__VORGEGEBENER TEXT__:

-------------------------

Der dritte Satz, Allegro vivace, ist lebhafter. Das Klavier leitet das
Orchester in eine optimistischere Stimmung. Der Ton wird heiterer, obwohl die
nachdenkliche Stimmung des vorangegangenen Satzes immer wieder in Erscheinung
tritt. Diese wird jedoch in einem Crescendo von Streichern und Blechbläsern,
einer kurzen Trompetenfanfare und einem freudig-optimistischen Klavier
hinweggefegt. Der Schluss wird einzig vom Klavier bestritten, und das Konzert
endet wie es begann - alle Emotionen sind unter Kontrolle.
Die Uraufführung des Konzerts f-moll fand am 7. Februar 1830 im
geschlossenen, aber exquisit ausgewählten Kreis statt. Chopin hatte die
musikalische Elite Warschaus und seine Freunde in seinen Salon eingeladen,
darunter natürlich Elsner, Zywny und Kurpinski, der sich auch bereit erklärt
hatte, zu Chopins Begleitung ein kleines Orchester zu dirigieren. Das werk
hinterließ bei den Gästen einen großen Eindruck und reif Bewunderung hervor.
Sogar in der Presse fand das Ereignis Widerhall - so berichte am 12.2.1830 die
"Gazeta Warszawska" ("Warschauer Zeitung"):
"Unser Virtuose Chopin schrieb ein neues Konzert für Klavier in
f-moll, dessen Probe mit vollem Orchester am vergangenen Sonntag stattfand.

-------------------------

__DATENLISTE__:
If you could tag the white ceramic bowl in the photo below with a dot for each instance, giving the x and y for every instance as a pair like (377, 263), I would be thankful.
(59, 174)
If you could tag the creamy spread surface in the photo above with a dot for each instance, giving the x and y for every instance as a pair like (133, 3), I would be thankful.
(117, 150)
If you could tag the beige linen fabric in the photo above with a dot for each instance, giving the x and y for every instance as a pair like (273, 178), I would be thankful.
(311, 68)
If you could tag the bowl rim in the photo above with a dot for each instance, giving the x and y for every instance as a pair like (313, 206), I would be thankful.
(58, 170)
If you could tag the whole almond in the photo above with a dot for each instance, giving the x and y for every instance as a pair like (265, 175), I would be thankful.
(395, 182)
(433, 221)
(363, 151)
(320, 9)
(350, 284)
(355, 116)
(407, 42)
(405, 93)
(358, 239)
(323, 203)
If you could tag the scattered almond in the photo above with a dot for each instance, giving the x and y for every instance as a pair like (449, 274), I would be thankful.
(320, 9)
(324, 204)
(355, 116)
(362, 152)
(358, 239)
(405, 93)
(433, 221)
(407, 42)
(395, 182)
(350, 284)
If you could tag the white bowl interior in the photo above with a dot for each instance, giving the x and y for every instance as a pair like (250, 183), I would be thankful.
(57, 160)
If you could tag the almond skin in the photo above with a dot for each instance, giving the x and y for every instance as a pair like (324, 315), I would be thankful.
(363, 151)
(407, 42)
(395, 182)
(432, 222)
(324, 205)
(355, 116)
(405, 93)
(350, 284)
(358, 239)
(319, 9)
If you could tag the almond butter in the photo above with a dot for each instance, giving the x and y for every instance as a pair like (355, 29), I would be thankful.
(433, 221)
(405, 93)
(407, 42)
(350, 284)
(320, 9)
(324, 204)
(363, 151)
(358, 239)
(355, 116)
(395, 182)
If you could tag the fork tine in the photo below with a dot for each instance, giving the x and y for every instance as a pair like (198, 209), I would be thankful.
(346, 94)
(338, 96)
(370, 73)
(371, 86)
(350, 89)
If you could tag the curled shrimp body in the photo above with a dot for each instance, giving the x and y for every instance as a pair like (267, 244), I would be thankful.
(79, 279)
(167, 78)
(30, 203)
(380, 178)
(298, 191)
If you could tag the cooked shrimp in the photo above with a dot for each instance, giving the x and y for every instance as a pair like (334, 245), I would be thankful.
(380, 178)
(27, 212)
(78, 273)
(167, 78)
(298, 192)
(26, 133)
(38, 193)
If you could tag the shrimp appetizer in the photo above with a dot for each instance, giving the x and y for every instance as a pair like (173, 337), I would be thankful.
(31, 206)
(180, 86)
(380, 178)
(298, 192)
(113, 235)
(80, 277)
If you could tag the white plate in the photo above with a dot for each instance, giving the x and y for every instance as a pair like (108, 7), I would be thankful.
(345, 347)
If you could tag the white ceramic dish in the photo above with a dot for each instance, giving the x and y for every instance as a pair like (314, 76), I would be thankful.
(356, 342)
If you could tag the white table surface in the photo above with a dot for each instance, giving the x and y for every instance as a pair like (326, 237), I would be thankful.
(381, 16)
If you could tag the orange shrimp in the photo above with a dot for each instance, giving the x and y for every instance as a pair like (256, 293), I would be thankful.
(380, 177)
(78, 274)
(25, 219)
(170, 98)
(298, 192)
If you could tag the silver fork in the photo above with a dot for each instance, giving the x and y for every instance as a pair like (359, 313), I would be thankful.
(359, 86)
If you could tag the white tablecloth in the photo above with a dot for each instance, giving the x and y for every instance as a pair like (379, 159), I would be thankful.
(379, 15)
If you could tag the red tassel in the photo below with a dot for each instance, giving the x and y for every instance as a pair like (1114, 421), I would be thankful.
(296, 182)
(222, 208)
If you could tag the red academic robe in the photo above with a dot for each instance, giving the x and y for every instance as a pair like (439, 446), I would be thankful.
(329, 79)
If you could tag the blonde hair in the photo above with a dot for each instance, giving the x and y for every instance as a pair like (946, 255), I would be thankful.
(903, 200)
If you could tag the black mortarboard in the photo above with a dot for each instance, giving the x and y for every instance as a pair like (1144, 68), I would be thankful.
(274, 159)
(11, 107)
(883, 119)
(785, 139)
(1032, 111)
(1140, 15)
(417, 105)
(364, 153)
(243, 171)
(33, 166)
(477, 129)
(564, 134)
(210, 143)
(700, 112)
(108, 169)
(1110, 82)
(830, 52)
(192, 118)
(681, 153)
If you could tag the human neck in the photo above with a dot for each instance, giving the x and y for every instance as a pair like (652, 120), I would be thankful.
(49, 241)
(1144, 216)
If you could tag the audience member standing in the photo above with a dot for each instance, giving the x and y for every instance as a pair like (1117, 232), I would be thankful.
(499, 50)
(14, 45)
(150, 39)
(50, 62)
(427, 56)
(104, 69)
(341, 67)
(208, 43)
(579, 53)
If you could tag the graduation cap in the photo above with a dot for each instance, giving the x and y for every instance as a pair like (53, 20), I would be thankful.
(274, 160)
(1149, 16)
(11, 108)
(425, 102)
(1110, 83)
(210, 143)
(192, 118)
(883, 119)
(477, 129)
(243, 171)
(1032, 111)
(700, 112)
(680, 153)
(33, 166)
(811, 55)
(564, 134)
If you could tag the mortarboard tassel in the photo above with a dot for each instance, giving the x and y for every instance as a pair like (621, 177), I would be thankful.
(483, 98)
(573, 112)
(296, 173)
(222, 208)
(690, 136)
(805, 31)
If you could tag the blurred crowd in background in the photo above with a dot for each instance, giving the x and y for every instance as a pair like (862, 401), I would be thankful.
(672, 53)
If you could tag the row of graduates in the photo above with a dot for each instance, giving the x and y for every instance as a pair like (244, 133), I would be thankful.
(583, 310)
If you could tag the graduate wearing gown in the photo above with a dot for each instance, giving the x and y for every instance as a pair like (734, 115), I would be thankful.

-------------------------

__SCHRIFTLICHE AUFGABE 1__:
Wer erklärte sich laut dem Text über Chopins Konzert f-moll bereit, das kleine Orchester bei der Uraufführung zu dirigieren?
__SCHRIFTLICHE AUFGABE 2__:
Führe den Text über Chopins Konzert f-moll im Anschluss an seinen letzten Satz weiter.

__ERGEBNIS DER ÜBUNG 1__:
Kurpinski

__ERGEBNIS DER ÜBUNG 2__:
Kenner verehren diese neue musikalische Frucht; es ist ein Werk, das zahlreiche
ganz neuartige Einfälle enthält und zu den schönsten neuen Werken gerechnet
werden kann. Man hört, dass sich H. Chopin nach Italien begibt, aber diese
Reise sicherlich nicht unternehmen wird, ohne zuvor ein öffentliches Konzert in
der Hauptstadt Polens zu geben, was die Verehrer seines großen Talents sich wünschen."
Chopin wollte natürlich ein Konzert geben, schob aber diesen Zeitpunkt
hinaus. Seit Jahren war er es gewohnt, in kleinerem Freundeskreis oder in Salons
zu spielen. Er konnte immer noch nicht seinen inneren Widerstand und seine
Furcht überwinden, um sich auf der Bühne vor einer fremden Menge und überdies
mit eigenen Kompositionen zu präsentieren - wenn er auch seit seiner Kindheit
von einer solchen Künstlerkarriere träumte. Das war wohl auch der Grund dafür,
dass er es bei seinem ersten Treffen mit dem Warschauer Publikum in der
Ressource vorzog, nur zu improvisieren. Hierbei fühlte er sich am wohlsten. "Du
glaubst nicht, was das für eine Qual drei Tage vor dem Auftritt ist", schrieb
er an Tytus am 27. März und tröstete sich vielleicht damit, dass dies wohl nur
am Anfang einer virtuosen Karriere so sei.
Die Vorbereitungen zu einem öffentlichen Konzert nach dieser
Privatvorstellung im Februar zogen sich noch über einen Monat hin. Als Chopin
sich entschlossen hatte, Mitte März nicht nur das Konzert f-moll,
sondern auch die Fantasie sur airs polonais zu spielen, lud er wenige
Tage zuvor (am 3.3) nochmals Freunde und Musiker in seine Wohnung ein, um mit
Kurpinski zusammen das Programm in privater Atmosphäre zu proben. Schließlich
nahte der 17. März, der Tag an dem der Künstler im Nationaltheater am
Krasinski-Platz mit Orchester unter der Leitung von Kurpinski auftreten sollte.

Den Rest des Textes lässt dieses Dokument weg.